▶ _GIVEN EXERCISE_
Could you carry the review of the Diane Arbus and Larry Clark exhibition forward from its last sentence?

Life is the show: Diane Arbus & Larry Clark “A photograph is a secret about a secret. The more it tells the less you know.”
– Diane Arbus

In 1958, back when she was a budding photojournalist and before she switched from 35mm to a square format, Diane Arbus captured the public, so to speak. In a photograph entitled “42nd St. Movie Theater Audience”, on view in one of the first rooms of the fascinating, expansive exhibition at Berlin’s Martin-Gropius Bau, single men, sparsely filling the upper floor balcony of a darkened, old-style cinema, languidly dangle their legs over the seats in front of them. The light of the projector cuts through the middle of the frame, gently and inconspicuously illuminating their movements. We can’t see what movie this is, but it doesn’t matter: here, unrehearsed life is the show.

There’s something sordid about the scene in “Audience”; the graininess of the image makes the air seem thick. Outside on 42nd Street—somewhere between Port Authority Bus Terminal and Times Square—it’s probably summer daytime, heat radiating from the dirty chewing gum-speckled sidewalk, legs in slacks and arms in leopard prints, cigarette butts, trash, secrets. None of this is in the photo, but at the same time it is. In Arbus’ oeuvre, the tiny but sharp details, like the beads of sweat on a transvestite’s brow (“A young man in curlers at home on West 20th Street, N.Y.C. 1966”), the clench of a little boy’s hand (“Child with a toy hand grenade in Central Park, N.Y.C. 1962”) or the Bomb Hanoi button on a young man’s lapel (“Boy with a straw hat waiting to march in a pro-war parade, N.Y.C. 1967”) are all infinitesimal snippets, opening scenarios, from the sprawling, confounding narrative that is New York City.

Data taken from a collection
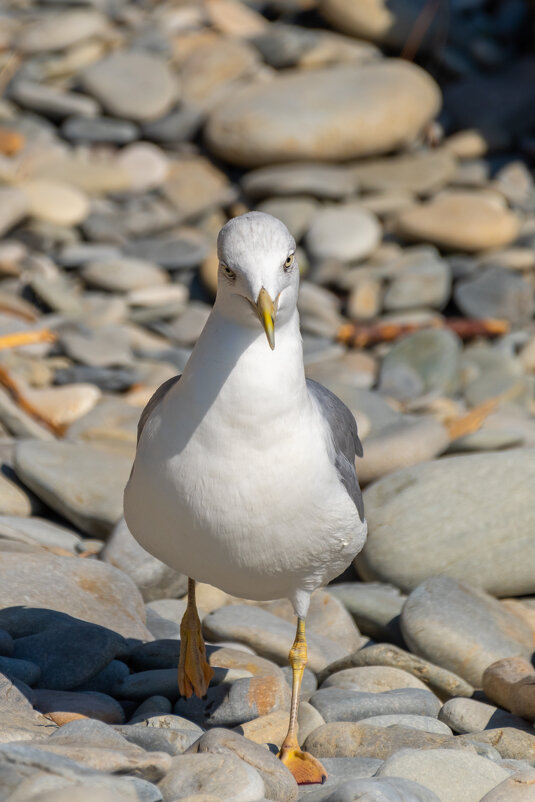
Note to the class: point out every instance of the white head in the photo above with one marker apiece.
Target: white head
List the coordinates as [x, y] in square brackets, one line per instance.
[258, 277]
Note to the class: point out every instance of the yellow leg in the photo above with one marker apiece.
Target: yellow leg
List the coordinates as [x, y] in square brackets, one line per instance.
[194, 671]
[305, 768]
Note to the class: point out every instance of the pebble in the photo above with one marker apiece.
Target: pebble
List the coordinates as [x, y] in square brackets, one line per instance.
[51, 101]
[83, 484]
[194, 186]
[496, 293]
[107, 678]
[379, 23]
[102, 348]
[278, 782]
[344, 704]
[459, 221]
[98, 130]
[154, 579]
[422, 173]
[374, 606]
[6, 643]
[324, 181]
[373, 679]
[383, 790]
[134, 85]
[510, 682]
[325, 614]
[55, 202]
[509, 742]
[71, 653]
[13, 208]
[90, 591]
[269, 635]
[482, 539]
[60, 30]
[441, 681]
[514, 789]
[347, 233]
[231, 704]
[417, 722]
[223, 775]
[24, 670]
[126, 138]
[405, 443]
[442, 618]
[451, 774]
[158, 739]
[423, 362]
[423, 280]
[164, 617]
[470, 715]
[182, 251]
[123, 275]
[36, 768]
[296, 212]
[358, 739]
[62, 707]
[255, 128]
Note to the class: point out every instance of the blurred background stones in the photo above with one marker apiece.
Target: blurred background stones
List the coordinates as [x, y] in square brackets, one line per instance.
[396, 140]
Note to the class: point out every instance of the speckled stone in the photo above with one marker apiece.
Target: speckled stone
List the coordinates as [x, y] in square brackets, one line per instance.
[462, 629]
[485, 523]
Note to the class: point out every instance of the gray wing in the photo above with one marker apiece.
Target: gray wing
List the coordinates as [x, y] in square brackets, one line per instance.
[153, 402]
[345, 438]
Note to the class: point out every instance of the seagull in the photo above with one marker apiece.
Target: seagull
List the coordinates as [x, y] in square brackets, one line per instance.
[244, 475]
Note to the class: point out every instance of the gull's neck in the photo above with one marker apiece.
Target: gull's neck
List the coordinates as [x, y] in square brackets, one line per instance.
[234, 364]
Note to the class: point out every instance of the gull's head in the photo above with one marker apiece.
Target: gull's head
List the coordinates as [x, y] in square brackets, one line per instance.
[258, 277]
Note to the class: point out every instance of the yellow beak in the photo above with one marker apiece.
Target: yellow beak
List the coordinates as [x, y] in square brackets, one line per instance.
[267, 313]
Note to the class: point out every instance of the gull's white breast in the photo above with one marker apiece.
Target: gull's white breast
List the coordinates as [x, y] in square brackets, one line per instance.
[255, 510]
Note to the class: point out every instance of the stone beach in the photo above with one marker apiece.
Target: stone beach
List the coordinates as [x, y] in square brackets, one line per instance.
[399, 149]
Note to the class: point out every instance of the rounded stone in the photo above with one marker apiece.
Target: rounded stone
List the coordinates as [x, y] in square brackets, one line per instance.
[496, 293]
[388, 22]
[342, 704]
[329, 181]
[60, 30]
[469, 715]
[373, 679]
[451, 774]
[423, 362]
[462, 629]
[460, 517]
[417, 722]
[223, 775]
[401, 445]
[343, 112]
[123, 274]
[83, 484]
[460, 221]
[518, 788]
[55, 202]
[347, 233]
[132, 84]
[423, 173]
[90, 591]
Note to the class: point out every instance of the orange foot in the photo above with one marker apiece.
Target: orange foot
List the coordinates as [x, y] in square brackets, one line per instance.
[305, 768]
[194, 671]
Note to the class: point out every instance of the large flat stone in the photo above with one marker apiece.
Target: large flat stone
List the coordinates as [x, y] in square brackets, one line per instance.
[460, 517]
[83, 484]
[462, 629]
[35, 587]
[343, 112]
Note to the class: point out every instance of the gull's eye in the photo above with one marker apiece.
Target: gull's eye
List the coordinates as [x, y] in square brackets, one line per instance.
[228, 272]
[289, 261]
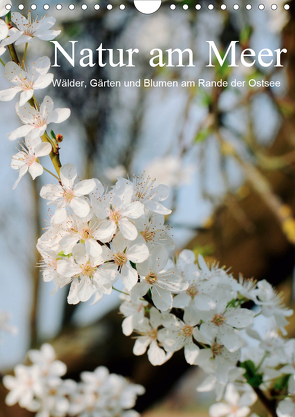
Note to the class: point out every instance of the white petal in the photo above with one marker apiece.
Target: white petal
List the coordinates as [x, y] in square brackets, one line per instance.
[60, 214]
[58, 115]
[3, 29]
[157, 207]
[21, 173]
[67, 269]
[191, 352]
[25, 96]
[43, 149]
[137, 253]
[9, 94]
[20, 132]
[219, 409]
[43, 81]
[156, 355]
[133, 210]
[35, 170]
[80, 207]
[51, 192]
[106, 230]
[128, 229]
[141, 345]
[84, 187]
[42, 65]
[161, 298]
[239, 318]
[128, 276]
[68, 174]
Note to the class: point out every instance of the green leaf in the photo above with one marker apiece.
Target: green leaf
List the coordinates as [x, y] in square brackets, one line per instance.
[281, 383]
[253, 378]
[202, 135]
[52, 134]
[245, 34]
[133, 265]
[61, 254]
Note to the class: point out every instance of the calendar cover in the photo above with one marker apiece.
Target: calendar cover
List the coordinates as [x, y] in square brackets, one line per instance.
[147, 222]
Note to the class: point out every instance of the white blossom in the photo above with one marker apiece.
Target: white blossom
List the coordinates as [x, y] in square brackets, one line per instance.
[26, 82]
[28, 159]
[32, 29]
[68, 195]
[35, 122]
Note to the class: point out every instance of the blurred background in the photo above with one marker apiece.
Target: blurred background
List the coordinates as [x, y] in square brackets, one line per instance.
[227, 154]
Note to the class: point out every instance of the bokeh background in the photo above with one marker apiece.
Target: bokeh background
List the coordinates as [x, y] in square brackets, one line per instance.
[227, 154]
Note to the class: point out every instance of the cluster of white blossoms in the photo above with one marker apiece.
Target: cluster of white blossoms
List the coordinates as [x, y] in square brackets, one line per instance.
[98, 236]
[40, 388]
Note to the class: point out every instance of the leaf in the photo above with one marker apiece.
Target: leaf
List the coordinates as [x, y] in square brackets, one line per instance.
[133, 265]
[253, 378]
[281, 383]
[61, 254]
[202, 135]
[52, 134]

▶ _OUTPUT OF THE EXERCISE_
Though her subjects are to some extent on stage, in her photographs they do not perform. The everyday is exposed for how wildly exotic it actually is—and the exoticism comes from the most unlikely of places: honesty. The ease and unpretentiousness of Arbus’ gaze leaves the people be.

“Since I became a photographer I wished I could turn back the years, always wished I had a camera when I was a boy fucking in the backseat.” –Larry Clark

Larry Clark, who also has a monographic exhibition in Berlin at C/O, ventures even further “behind the scenes”. His approach is markedly more intimate, with photographs that scratch, paw and prick at the autobiographical. Starting out in his hometown of Tulsa, Oklahoma and traversing New York City and Los Angeles over his 40-something year career, Clark documents all the horny young things he imagines he had been—or been in. Taken from his books Tulsa (1971), Teenage Lust (1983) and Perfect Childhood (1989-1992), the photographs ooze unbridled sexuality; every shade of penis is depicted from flaccid to erect.

Yet in Clark’s work all the graphic images of the teenagers turning each other on, shooting up and jerking off don’t add up to anything near exploitation, titillation or pornography. The trust and admiration that comes through in the photos exists because not only is Clark there, but he’s been there.

Perhaps in these days of Facebook and media over-saturation most humans have forgotten how to not pose—even when they’re off camera. The Arbus and Clark exhibitions tenderly hearken back to a time when the photographic portrait still hid more than it revealed. This is documentary photography at its finest. Or rather, it’s art.

Photographs (top to bottom):
Identical Twins, Roselle, N. J. (1967, Diane Arbus)
A young man in curlers at home on West 20th Street, N.Y.C. (1966, Diane Arbus)
Jonathan Velasquez & Tiffany Limos (2003, Larry Clark)

Published July 11, 2012.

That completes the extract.